Langley's Morgan Mark will swim at the university level this upcoming season with the University of Hawaii at Manoa.

Langley's Morgan Mark will swim at the university level this upcoming season with the University of Hawaii at Manoa.

Swimmer on the Mark

Walnut Grove’s Morgan Mark set to swim in Hawaii

When the time came to pick a university, it was a fairly easy decision for Morgan Mark.

Having spent lots of time in Hawaii for family vacations, Mark chose to attend the University of Hawaii at Manao.

“I have a lot of happy memories from there,” she said.

“I feel at home when I am there (so) it is not going away from home too much.”

The 18-year-old, who graduated from Walnut Grove Secondary in June, will swim for the Rainbow Wahine.

She had considered the University of New Mexico, but ultimately chose Hawaii.

Mark is excited — and nervous — for what awaits, but is ready for the challenges and rigors of competing at the university level.

She began swimming at age seven, first with a club in Cloverdale, and then with the Langley Olympians Swim Club when the family moved to Langley.

Joining the Olympians was one of the catalysts of her swim career.

“It was huge and a shock to me,” she said about the increased time requirements that an elite program such as this required.

“That was a really good foundation for the start of my swimming career.

⁂

Decide whether each statement agrees with the swimming article, answering yes or no and quoting the deciding words: (a) Morgan Mark graduated from Walnut Grove Secondary in June. (b) Mark started swimming with the Langley Olympians Swim Club. (c) Mark considered the University of New Mexico.

⁂

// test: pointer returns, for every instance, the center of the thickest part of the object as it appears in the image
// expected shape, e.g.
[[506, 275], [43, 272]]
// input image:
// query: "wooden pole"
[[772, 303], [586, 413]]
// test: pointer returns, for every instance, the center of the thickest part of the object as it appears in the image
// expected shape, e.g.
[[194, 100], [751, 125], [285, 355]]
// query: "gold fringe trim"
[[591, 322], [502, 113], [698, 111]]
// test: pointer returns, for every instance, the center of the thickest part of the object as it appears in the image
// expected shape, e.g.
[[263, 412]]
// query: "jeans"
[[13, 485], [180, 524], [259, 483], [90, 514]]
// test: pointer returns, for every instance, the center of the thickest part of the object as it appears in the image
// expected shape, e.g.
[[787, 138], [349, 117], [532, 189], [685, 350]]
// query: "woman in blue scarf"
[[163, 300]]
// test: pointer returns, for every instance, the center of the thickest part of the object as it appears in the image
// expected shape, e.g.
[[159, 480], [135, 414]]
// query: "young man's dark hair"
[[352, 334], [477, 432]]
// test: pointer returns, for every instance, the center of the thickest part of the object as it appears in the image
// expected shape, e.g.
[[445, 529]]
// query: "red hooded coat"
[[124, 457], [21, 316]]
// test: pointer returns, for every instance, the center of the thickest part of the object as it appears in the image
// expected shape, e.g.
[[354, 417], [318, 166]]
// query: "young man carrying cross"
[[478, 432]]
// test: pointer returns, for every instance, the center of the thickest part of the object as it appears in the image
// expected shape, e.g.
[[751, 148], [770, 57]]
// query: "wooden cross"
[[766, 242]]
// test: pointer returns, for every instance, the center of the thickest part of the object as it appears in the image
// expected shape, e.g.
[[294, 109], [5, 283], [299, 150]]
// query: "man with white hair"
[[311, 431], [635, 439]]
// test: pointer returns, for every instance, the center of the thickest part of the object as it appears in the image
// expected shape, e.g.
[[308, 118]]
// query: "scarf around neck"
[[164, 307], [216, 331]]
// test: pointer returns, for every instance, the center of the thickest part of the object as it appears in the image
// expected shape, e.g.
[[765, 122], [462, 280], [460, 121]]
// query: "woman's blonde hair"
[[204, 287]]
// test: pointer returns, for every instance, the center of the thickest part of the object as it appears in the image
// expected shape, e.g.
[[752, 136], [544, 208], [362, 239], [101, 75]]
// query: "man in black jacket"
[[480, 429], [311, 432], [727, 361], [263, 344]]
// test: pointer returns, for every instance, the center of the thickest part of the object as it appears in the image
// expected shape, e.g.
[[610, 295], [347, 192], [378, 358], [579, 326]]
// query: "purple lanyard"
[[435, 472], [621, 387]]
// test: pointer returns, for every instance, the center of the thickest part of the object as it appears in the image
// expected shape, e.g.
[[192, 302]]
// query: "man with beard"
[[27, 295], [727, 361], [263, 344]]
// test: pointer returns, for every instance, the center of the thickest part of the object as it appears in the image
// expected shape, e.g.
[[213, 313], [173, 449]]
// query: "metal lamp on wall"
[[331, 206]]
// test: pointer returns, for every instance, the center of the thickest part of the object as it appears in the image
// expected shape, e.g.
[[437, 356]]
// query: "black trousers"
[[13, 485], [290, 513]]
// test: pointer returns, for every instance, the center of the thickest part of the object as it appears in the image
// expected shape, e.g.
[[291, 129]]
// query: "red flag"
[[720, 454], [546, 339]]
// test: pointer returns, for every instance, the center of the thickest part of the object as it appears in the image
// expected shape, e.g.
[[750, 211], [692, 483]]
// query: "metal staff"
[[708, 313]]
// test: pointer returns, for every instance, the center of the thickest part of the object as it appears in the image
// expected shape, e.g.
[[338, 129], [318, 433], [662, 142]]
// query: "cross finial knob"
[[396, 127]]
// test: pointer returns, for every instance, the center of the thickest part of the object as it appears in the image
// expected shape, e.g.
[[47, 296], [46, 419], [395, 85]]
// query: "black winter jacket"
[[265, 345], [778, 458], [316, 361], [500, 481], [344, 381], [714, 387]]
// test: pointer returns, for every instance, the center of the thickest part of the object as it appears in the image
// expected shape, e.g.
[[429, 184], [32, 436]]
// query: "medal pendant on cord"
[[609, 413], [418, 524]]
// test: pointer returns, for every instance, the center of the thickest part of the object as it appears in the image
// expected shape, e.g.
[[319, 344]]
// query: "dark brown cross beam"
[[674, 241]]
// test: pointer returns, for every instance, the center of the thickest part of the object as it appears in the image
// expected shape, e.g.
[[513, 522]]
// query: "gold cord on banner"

⁂

WORKED ANSWER
(a) Yes: "who graduated from Walnut Grove Secondary in June"
(b) No: "first with a club in Cloverdale, and then with the Langley Olympians Swim Club"
(c) Yes: "She had considered the University of New Mexico"